** WORK REQUIRED **
Copy the material below character for character, leaving out the pictures.

** AVAILABLE DATA **

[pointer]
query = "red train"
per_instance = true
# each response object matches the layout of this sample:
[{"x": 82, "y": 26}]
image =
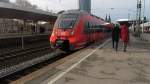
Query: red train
[{"x": 74, "y": 29}]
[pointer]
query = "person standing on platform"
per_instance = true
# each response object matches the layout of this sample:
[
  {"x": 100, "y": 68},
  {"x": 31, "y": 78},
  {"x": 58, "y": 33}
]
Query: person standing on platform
[
  {"x": 124, "y": 36},
  {"x": 115, "y": 36}
]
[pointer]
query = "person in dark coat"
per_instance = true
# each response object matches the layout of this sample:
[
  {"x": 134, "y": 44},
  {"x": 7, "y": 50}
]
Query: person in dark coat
[
  {"x": 124, "y": 36},
  {"x": 115, "y": 36}
]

** FINISHED TASK **
[pointer]
query = "red train"
per_instance = true
# each response object matches the layout of this sample:
[{"x": 82, "y": 26}]
image =
Query: red train
[{"x": 74, "y": 29}]
[pointer]
query = "person standing on platform"
per_instance = true
# each response object matches the layout of this sample:
[
  {"x": 100, "y": 68},
  {"x": 31, "y": 78},
  {"x": 58, "y": 33}
]
Query: person standing on platform
[
  {"x": 124, "y": 36},
  {"x": 115, "y": 36}
]
[pointer]
query = "person in dark coat"
per_instance = true
# each response object matches the layout of this sample:
[
  {"x": 134, "y": 44},
  {"x": 7, "y": 50}
]
Query: person in dark coat
[
  {"x": 124, "y": 36},
  {"x": 115, "y": 36}
]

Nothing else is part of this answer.